## Source excerpt
________
Masters of maintenance

Avatar for Lisa GordonBy Lisa Gordon | November 25, 2013

Estimated reading time 16 minutes, 58 seconds.

It’s Monday morning, and Jacques Comtois is on his way to meet with the newest group of employees at L-3 MAS. As the company’s vice president and general manager, Comtois believes a new employee’s perception of their employer is cemented during the first week on the job – so he’s made it a point to have regular Monday morning meetings with new hires.
“Some of these new employees weren’t even born when Canada acquired the CF-18 Hornet,” Comtois told Canadian Skies during a recent visit to L-3 MAS in Mirabel, Que. “It’s important that they learn our company history. They must also understand our mission and vision, especially the values that form our culture. At their briefing, they are given a values reminder card that attaches to their I.D. badge.”
________
## Information shown

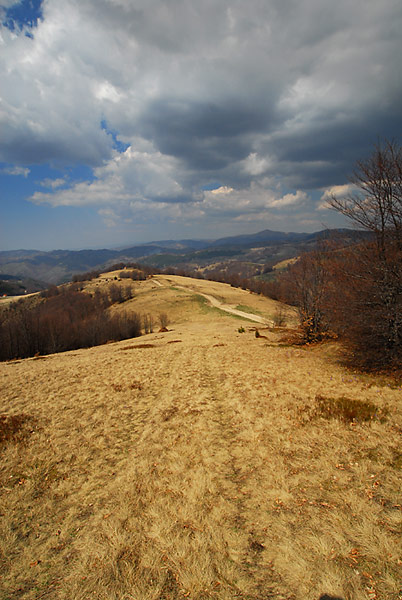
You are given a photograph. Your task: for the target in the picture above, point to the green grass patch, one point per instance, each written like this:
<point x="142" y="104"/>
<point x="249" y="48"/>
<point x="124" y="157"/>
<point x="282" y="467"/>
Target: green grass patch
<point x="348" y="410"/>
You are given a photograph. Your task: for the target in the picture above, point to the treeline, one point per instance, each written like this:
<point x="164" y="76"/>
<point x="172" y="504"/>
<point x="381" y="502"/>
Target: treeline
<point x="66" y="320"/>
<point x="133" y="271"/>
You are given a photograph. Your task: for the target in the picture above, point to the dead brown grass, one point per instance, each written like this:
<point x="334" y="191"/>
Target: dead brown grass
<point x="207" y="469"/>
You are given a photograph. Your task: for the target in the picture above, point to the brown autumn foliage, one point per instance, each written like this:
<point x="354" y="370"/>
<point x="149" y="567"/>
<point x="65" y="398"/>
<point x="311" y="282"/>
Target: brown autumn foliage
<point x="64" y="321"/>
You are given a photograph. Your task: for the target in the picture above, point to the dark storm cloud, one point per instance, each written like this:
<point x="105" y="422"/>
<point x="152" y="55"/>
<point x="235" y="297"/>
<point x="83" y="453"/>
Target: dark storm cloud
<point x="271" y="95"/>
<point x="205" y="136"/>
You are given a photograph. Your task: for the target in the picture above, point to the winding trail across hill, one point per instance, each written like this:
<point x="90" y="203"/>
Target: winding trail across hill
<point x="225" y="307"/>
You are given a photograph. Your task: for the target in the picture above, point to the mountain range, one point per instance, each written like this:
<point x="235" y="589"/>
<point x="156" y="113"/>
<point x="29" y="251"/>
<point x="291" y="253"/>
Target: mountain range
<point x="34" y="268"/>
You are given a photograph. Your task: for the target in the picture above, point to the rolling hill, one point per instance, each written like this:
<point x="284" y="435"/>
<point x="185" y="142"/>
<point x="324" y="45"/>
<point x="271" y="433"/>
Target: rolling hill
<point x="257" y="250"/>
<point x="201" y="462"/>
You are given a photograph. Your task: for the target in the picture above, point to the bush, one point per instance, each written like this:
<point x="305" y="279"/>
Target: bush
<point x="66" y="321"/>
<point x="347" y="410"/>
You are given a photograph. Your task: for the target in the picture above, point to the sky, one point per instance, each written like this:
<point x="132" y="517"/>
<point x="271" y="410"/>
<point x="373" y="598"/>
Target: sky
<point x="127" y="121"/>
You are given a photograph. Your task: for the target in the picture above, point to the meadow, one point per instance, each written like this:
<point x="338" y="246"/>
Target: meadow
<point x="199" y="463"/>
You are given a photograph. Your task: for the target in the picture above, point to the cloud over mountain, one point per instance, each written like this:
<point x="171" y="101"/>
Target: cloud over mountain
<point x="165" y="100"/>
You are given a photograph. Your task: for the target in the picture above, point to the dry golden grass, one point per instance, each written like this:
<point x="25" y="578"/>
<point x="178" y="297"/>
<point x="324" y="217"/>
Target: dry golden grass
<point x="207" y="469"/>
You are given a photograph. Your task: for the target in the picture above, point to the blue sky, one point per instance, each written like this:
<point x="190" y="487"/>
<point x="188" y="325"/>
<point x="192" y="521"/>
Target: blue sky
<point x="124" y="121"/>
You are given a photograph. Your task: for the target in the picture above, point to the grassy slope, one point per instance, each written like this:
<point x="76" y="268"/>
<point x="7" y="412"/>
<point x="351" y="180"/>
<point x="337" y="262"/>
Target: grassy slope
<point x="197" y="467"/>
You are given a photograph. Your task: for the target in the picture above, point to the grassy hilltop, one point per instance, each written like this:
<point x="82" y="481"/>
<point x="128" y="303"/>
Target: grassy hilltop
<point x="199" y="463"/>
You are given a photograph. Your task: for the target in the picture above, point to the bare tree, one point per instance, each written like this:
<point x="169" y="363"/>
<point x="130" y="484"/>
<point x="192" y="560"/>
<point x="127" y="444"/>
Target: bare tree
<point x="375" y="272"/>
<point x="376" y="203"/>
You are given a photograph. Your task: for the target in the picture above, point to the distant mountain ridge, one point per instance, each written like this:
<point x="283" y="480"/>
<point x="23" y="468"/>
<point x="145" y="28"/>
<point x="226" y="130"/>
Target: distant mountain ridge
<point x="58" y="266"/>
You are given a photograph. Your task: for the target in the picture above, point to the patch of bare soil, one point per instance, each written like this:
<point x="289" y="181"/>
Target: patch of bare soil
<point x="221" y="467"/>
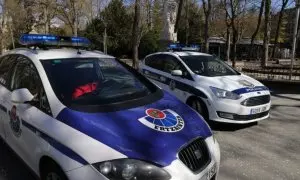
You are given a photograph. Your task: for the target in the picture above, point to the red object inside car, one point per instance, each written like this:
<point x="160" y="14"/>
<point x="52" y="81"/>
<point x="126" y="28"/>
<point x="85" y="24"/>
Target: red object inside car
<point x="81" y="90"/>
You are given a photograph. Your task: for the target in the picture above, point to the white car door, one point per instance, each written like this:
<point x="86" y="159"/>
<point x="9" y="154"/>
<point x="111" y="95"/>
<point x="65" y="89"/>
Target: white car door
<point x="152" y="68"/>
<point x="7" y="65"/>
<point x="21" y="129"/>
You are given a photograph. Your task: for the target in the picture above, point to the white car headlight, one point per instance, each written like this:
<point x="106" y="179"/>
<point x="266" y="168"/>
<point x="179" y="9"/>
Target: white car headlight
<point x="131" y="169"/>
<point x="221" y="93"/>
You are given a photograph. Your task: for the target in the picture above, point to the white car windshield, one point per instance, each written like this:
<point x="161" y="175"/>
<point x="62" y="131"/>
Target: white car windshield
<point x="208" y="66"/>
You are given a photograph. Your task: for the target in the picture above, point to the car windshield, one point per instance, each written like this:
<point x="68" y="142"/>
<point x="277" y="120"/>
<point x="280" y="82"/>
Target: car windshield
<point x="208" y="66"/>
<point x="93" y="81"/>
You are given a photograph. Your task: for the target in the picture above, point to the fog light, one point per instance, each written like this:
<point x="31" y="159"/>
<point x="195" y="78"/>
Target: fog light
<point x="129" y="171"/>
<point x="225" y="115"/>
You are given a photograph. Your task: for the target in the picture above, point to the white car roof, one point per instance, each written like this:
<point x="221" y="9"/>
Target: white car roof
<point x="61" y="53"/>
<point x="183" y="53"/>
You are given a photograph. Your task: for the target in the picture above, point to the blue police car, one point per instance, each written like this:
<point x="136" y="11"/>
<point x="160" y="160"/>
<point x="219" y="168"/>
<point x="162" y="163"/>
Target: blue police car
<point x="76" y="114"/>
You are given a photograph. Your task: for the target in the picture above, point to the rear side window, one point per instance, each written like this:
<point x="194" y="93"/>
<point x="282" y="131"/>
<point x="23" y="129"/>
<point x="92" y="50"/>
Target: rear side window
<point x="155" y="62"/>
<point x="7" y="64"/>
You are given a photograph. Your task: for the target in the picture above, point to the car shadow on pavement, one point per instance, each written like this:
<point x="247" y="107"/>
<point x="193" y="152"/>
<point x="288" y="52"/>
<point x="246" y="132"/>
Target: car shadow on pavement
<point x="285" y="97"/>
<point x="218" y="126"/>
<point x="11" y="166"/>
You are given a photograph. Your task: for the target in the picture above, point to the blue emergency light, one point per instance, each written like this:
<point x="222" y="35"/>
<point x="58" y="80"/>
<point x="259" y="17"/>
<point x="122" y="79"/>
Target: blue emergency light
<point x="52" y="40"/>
________
## Set of tasks
1. State whether each of the following statements agrees with the article on L-3 MAS, answering yes or no and quoting the deciding words of the article: (a) Jacques Comtois serves as the company's vice president and general manager; (b) Comtois meets with new hires on Friday afternoons; (c) new employees receive a values reminder card that attaches to their I.D. badge.
2. Reproduce word for word the passage of the article on L-3 MAS starting at "Masters of maintenance" and ending at "with new hires.".
3. Carry the article on L-3 MAS forward from the point at which it stops.
The material above comes from a source separate from the article on L-3 MAS.

## Per-task outputs
1.
(a) Yes: "As the company’s vice president and general manager"
(b) No: "he’s made it a point to have regular Monday morning meetings with new hires"
(c) Yes: "they are given a values reminder card that attaches to their I.D. badge"

2.
Masters of maintenance

Avatar for Lisa GordonBy Lisa Gordon | November 25, 2013

Estimated reading time 16 minutes, 58 seconds.

It’s Monday morning, and Jacques Comtois is on his way to meet with the newest group of employees at L-3 MAS. As the company’s vice president and general manager, Comtois believes a new employee’s perception of their employer is cemented during the first week on the job – so he’s made it a point to have regular Monday morning meetings with new hires.

3.
The history Comtois shares with new employees is closely tied to military aviation; it extends back to the organization’s Canadair roots, when the seeds were sown for developing world-class capabilities in military aircraft fleet management, modification, life cycle monitoring, and maintenance, repair and overhaul (MRO) services.
HORNETS IN CANADA
In April of 1980, the Canadian government announced it had chosen McDonnell Douglas’ F/A-18 Hornet as Canada’s next fighter jet. After a three-year RFP and selection process associated with the so-called New Fighter Program, Ottawa selected the F/A-18 based on its performance as well as an attractive package of associated industrial and regional benefits (IRBs). The latter were aimed at offsetting the final acquisition cost of the jets, which was estimated at US$2.8 billion (in 1989 dollars).
Offsets related to the Canadian jet purchase were to be provided by manufacturer McDonnell Douglas (MD) and its major subcontractors, according to a 1990 report entitled, “F/A-18 Sales to Canada, Australia and Spain: A Case Study of Offsets,” produced by the U.S. Office of Management and Budget. They were designed to achieve a number of Canadian government objectives, among them advancing Canada’s industrial capability (especially for in-country life cycle support of the jets), stimulating technological advancement, improving the country’s competitiveness on a global scale, encouraging exports, and creating high-paying skilled jobs across the country.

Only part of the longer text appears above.